• _PROBLEM TO WORK ON_
Copy every line of the listing below word for word, but leave out the pictures.

<<<<

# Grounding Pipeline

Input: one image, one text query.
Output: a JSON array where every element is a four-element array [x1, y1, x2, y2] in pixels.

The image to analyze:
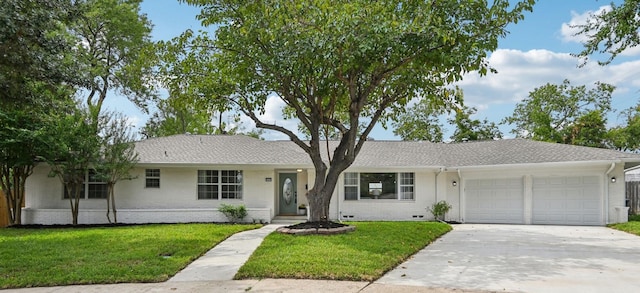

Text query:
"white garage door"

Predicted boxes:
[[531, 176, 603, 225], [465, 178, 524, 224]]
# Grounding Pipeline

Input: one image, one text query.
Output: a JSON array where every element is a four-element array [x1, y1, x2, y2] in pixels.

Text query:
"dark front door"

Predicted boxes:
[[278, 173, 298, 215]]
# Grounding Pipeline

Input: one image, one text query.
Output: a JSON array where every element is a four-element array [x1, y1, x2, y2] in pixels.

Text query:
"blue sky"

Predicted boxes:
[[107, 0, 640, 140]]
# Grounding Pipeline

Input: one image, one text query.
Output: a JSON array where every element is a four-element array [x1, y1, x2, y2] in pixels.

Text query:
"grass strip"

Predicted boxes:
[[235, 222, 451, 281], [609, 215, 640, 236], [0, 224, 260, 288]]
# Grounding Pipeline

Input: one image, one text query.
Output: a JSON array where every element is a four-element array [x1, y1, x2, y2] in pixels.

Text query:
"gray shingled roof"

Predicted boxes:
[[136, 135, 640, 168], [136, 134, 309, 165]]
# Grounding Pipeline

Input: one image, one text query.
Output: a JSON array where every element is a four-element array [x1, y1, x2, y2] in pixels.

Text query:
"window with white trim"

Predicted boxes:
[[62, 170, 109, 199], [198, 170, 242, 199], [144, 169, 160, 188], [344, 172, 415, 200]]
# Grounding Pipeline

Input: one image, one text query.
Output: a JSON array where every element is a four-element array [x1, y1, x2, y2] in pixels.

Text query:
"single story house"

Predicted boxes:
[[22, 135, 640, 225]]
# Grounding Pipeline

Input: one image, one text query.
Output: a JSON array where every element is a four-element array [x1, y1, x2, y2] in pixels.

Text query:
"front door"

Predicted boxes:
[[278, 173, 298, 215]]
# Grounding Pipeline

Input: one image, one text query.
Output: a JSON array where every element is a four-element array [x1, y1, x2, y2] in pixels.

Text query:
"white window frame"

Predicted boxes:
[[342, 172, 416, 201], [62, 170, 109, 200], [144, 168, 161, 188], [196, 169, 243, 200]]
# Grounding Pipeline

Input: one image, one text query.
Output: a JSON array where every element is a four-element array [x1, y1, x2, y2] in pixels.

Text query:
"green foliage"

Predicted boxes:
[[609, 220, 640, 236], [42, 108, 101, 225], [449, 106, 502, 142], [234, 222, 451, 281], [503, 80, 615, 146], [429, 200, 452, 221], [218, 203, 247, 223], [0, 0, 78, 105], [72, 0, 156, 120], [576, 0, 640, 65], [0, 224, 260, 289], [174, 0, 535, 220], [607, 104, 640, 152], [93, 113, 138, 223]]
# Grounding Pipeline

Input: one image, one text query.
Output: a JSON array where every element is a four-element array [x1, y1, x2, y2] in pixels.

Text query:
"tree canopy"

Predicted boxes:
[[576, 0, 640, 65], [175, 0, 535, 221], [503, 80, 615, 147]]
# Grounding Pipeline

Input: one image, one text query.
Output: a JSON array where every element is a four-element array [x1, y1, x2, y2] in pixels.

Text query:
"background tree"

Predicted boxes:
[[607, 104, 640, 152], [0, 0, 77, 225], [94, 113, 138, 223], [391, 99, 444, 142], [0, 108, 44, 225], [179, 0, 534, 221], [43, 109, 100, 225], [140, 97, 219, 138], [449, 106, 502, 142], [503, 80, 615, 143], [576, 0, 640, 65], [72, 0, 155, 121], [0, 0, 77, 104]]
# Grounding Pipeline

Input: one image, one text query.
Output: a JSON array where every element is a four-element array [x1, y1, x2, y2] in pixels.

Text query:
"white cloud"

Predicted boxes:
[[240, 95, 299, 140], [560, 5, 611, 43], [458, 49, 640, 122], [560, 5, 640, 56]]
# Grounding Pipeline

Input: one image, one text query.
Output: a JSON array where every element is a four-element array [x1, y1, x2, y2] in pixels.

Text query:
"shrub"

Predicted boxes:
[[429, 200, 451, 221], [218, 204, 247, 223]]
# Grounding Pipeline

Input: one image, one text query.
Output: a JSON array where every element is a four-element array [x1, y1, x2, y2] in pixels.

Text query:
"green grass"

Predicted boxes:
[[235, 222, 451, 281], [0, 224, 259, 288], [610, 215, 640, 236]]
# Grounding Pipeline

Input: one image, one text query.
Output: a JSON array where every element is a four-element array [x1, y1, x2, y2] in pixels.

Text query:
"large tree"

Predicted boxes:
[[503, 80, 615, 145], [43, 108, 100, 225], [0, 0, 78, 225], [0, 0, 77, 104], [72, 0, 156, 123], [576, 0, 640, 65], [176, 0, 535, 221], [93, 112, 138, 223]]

>>>>

• _OUTPUT BELOW_
# Grounding Pipeline

Input: one image, one text query.
Output: a JSON array where every element is a four-element array [x1, y1, x2, y2] in pixels.

The image to analyze:

Text query:
"white garage door"

Predicted boxes:
[[531, 176, 603, 225], [465, 178, 524, 224]]
# Grounding Pipeline

Input: one image, one text query.
Output: a JSON array where every element is a four-element array [x1, y1, x2, y2] in pixels.

Text query:
"dark front door"

Predicted boxes:
[[278, 173, 298, 215]]
# Grounding Pipeline

Input: one image, one text query.
Output: a JSON array where every element is a four-element array [x1, y1, x2, y2] in pixels.

Text query:
"blue sky"

Predicted boxes:
[[107, 0, 640, 140]]
# Grounding Pipeline

Input: one image, one text query.
Output: a JSON array where every element is a four-element array [x1, y1, x2, y2] in pixels.

Text query:
"grass strip"

Predicted boxes:
[[235, 222, 451, 281], [609, 215, 640, 236], [0, 224, 260, 288]]
# Grounding Pipeline

Input: one image, one text query.
Output: a JSON array where every element is a four-element array [x1, y1, x2, y2] in pixels.

Text query:
"gray shingled roof"

Predicted boxes:
[[136, 135, 640, 168], [136, 134, 309, 165]]
# Grounding Pipeline

Input: one image, one text query.
Output: a JSON array where every element is a four-element array [x1, y1, x2, y2] in pixels.

Text query:
"window with white trim"

Predicted boxes:
[[62, 170, 109, 199], [198, 170, 242, 199], [144, 169, 160, 188], [344, 172, 415, 200]]
# Grounding Pipeline

Input: one image, one text query.
Output: a JSON array where every element is a four-element array [x1, y1, x2, y2] in pixels.

Text query:
"single story house"

Predicted boxes:
[[22, 135, 640, 225]]
# Grounding Pipeline

Input: one image, one text query.
Output: a JSON array where every element is a four-element array [x1, y1, x2, y2] in pixels.

Text query:
"front door"

Predicted boxes:
[[278, 173, 298, 215]]
# Grounding Pipeline

Input: one image, one text query.
Output: a JSON array where every element is a four-element array [x1, y1, x2, y2] in pixels.

Text query:
"white window frame"

Predicted boxes:
[[342, 172, 416, 201], [62, 170, 109, 200], [144, 168, 161, 188], [196, 169, 243, 200]]
# Grounding Pipeline

Input: one image, one text query.
Output: a JSON array where every element is a four-element array [x1, y1, x2, y2] in pixels.

Text query:
"green foliage"

Predicted boxes:
[[609, 220, 640, 236], [42, 108, 101, 225], [449, 106, 502, 142], [234, 222, 451, 281], [503, 80, 615, 146], [429, 200, 452, 221], [218, 203, 247, 223], [0, 0, 78, 105], [72, 0, 156, 120], [576, 0, 640, 65], [0, 224, 260, 289], [174, 0, 535, 220], [607, 104, 640, 152], [93, 113, 138, 223]]
# Grounding Pipeline

Input: one image, one text query.
Output: a JSON array where every element is a four-element array [x1, y1, x2, y2] in pixels.

Text query:
"tree canopy"

Predicted boxes:
[[576, 0, 640, 65], [175, 0, 535, 221], [503, 80, 615, 147]]
# Grounding Pipeline

Input: one image, one text query.
Output: a JSON array where every element is a four-element array [x1, y1, x2, y2] in pixels.

Text query:
"background tree"

Predicted boxes:
[[607, 104, 640, 152], [0, 0, 77, 225], [94, 113, 138, 223], [391, 99, 444, 142], [0, 108, 44, 225], [179, 0, 534, 221], [43, 109, 100, 225], [140, 97, 219, 138], [449, 106, 502, 142], [503, 80, 615, 143], [576, 0, 640, 65], [72, 0, 155, 121], [0, 0, 77, 104]]
# Grounding Pipeline

Input: one image, one text query.
Output: a JSON array where every element is a four-element array [x1, y1, x2, y2] in pixels.

Text query:
"white cloud"

Predicted boxes:
[[240, 95, 299, 140], [560, 5, 611, 43], [458, 49, 640, 122], [560, 5, 640, 56]]
# Grounding Pipeline

Input: one image, one text query.
Output: a JSON array where every element is a four-element array [x1, y1, x2, y2] in pixels.

Text query:
"shrub"

Predicted boxes:
[[429, 200, 451, 221], [218, 204, 247, 223]]
# Grounding Pipeline

Input: one image, one text query.
Output: a JSON array where every element is a four-element array [x1, y1, x2, y2] in pixels.

Text query:
"green grass"

Predicted boxes:
[[235, 222, 451, 281], [0, 224, 259, 288], [610, 215, 640, 236]]
# Grounding Pipeline

Input: one image, one text query.
Output: a JSON array where every element is a four-element array [x1, y1, x2, y2] in pixels.

Text query:
"large tree"

Predicted boxes:
[[503, 80, 615, 145], [43, 108, 100, 225], [0, 0, 78, 225], [0, 0, 77, 104], [72, 0, 156, 123], [576, 0, 640, 65], [176, 0, 535, 221], [93, 112, 138, 223]]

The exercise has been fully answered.